(Beginning of Text under study)

Editorial

As the year draws to a close, reflecting on the past several years and the road our journal has taken brings into focus a very positive outlook for the future. The academic interest in ComSIS has steadily increased, an observation supported by the large number of higher-quality articles being submitted, widening coverage of the journal by leading abstracting and indexing databases, and the rising number of citations to articles published in ComSIS. Based on the last observation, we are optimistic that ComSIS will receive a solid two-year impact factor for 2010 from Thomson Reuters, placing the journal firmly into the Science Citation Index.

This issue of ComSIS contains one invited paper, nine regular papers, and three papers selected from ICIT 2009, 4th International Conference on Information Technology, held during June 3–5 in Amman, Jordan. We would like to use this opportunity to thank the organizers of ICIT, especially the General Chair of the conference, professor Yahya Abdelfatah A., Al-Zaytoonah University, Jordan, Dean of the Faculty of Science and IT, and Program Chair of the conference, professor Ali Al-Dahoud, Al-Zaytoonah University, for assisting in the contribution of high-quality articles to this issue of ComSIS.

The invited paper in this issue, “Advanced Indexing Technique for Temporal Data” by Bela Stantic, Rodney Topor, Justin Terry, and Abdul Sattar, is an extended version of the paper presented at the ADBIS 2010 conference (14th East European Conference on Advances in Databases and Information Systems, September 20–24, 2010, Novi Sad, Serbia). The paper describes a detailed investigation of the “Triangular Decomposition Tree” (TD-Tree): a new approach to indexing temporal data that facilitates open-ended intervals, with the core idea of managing temporal intervals by virtual index structures that rely on geometric interpretations of intervals, and using a space partitioning method that produces an unbalanced binary tree. The authors demonstrate that the single-query algorithm is suitable for different query types, and that the TD-Tree exhibits good space and time complexity compared to the current state-of-the art.

(End of Text under study)
(Beginning of Supplied records)

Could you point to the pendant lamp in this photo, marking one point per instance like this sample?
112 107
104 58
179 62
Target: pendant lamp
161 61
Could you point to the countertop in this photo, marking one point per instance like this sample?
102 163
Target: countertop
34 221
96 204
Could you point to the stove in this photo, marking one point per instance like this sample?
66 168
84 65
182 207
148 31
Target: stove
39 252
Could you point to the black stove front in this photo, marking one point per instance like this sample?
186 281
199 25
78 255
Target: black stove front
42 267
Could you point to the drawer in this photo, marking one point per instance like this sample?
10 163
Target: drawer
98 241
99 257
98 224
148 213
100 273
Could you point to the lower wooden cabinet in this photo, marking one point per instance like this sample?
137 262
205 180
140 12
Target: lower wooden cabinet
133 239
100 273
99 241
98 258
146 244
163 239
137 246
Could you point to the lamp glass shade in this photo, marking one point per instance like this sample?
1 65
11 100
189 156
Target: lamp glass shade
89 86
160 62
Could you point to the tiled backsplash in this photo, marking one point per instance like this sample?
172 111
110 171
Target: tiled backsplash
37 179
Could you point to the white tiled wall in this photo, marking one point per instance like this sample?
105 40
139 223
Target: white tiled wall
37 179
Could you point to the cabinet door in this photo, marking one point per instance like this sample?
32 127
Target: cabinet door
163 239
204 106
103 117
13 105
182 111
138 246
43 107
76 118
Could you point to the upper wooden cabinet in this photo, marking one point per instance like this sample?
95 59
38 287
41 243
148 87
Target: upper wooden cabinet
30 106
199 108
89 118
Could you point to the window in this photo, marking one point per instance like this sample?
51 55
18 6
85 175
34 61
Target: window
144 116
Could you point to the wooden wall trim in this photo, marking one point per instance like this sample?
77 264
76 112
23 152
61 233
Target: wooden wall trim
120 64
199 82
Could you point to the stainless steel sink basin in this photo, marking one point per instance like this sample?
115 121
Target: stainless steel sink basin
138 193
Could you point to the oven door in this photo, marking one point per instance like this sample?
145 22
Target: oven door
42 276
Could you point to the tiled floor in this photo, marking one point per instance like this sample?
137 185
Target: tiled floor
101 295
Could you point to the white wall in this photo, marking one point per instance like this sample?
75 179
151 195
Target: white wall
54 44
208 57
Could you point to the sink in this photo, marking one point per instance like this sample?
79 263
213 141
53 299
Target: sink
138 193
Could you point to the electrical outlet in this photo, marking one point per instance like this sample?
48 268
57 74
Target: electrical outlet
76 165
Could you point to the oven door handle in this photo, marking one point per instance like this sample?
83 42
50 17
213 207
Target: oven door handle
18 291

(End of Supplied records)

| Using the information |
**1)** According to the ComSIS editorial, where and when was ICIT 2009 held?
**2)** Name every author of the invited paper described in the ComSIS editorial.
**3)** Decide whether each statement agrees with the ComSIS editorial, answering yes or no and quoting the words that settle it: (a) The issue contains nine regular papers. (b) The TD-Tree uses a space partitioning method that produces a balanced binary tree. (c) The ADBIS 2010 conference took place in Amman, Jordan.
The records were gathered from a different source than the ComSIS editorial.

| Answers to the problems |
**1)** ICIT 2009 was held June 3–5 in Amman, Jordan.

**2)** Bela Stantic, Rodney Topor, Justin Terry, Abdul Sattar

**3)**
(a) Yes: "one invited paper, nine regular papers, and three papers selected from ICIT 2009"
(b) No: "using a space partitioning method that produces an unbalanced binary tree"
(c) No: "September 20–24, 2010, Novi Sad, Serbia"